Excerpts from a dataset
******************************

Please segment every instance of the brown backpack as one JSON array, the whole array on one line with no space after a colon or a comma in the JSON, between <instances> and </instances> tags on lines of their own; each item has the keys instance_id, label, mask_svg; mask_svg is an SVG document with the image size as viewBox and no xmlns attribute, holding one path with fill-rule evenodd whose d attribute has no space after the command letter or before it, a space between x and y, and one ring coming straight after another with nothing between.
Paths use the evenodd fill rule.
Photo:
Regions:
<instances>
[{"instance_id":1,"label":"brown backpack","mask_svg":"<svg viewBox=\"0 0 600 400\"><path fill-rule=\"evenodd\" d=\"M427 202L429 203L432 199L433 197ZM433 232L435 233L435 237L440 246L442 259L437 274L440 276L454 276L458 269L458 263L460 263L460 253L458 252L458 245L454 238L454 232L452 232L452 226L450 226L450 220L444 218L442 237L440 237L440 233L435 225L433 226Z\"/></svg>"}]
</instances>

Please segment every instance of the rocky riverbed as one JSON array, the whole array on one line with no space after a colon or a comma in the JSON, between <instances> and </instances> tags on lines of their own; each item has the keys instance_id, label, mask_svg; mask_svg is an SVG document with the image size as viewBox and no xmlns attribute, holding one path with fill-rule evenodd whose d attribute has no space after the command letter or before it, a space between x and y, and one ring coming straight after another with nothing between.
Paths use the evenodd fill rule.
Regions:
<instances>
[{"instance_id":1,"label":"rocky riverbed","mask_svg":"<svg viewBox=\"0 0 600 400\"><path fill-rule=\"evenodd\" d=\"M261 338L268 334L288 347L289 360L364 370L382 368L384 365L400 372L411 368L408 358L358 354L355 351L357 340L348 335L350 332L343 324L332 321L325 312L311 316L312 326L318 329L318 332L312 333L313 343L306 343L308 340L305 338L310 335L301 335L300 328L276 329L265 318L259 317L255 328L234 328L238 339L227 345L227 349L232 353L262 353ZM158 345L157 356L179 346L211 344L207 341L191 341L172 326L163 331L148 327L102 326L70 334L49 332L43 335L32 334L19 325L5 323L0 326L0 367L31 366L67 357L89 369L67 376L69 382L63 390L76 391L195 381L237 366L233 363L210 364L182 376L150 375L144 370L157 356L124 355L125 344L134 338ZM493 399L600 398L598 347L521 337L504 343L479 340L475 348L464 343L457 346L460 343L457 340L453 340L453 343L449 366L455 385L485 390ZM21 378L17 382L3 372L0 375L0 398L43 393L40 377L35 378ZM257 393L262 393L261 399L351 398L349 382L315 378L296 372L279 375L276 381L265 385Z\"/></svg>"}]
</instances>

******************************

INSTRUCTIONS TO FOLLOW
Filter the entries above down to the lines that contain the word "straight".

ANSWER BELOW
Please segment every instance of the brown backpack as one JSON array, the whole array on one line with no space after a colon or a comma in the JSON, between <instances> and </instances> tags on lines of their own; each item has the keys instance_id, label, mask_svg; mask_svg is an SVG document with the image size as viewBox and no xmlns attribute, holding one path with fill-rule evenodd whose d attribute has no space after the command letter or before it, a space between x and y, and one ring coming straight after another with nothing between.
Please segment every instance of the rocky riverbed as one JSON array, the whole array on one line with no space after a colon or a comma in the JSON, between <instances> and </instances> tags on lines of their own; each item has the keys instance_id, label, mask_svg; mask_svg is an SVG document with the image size as viewBox and no xmlns attribute, holding one path with fill-rule evenodd whose d attribute has no space after the command letter or before it, a space between x and y, and one ring coming straight after another with nothing between.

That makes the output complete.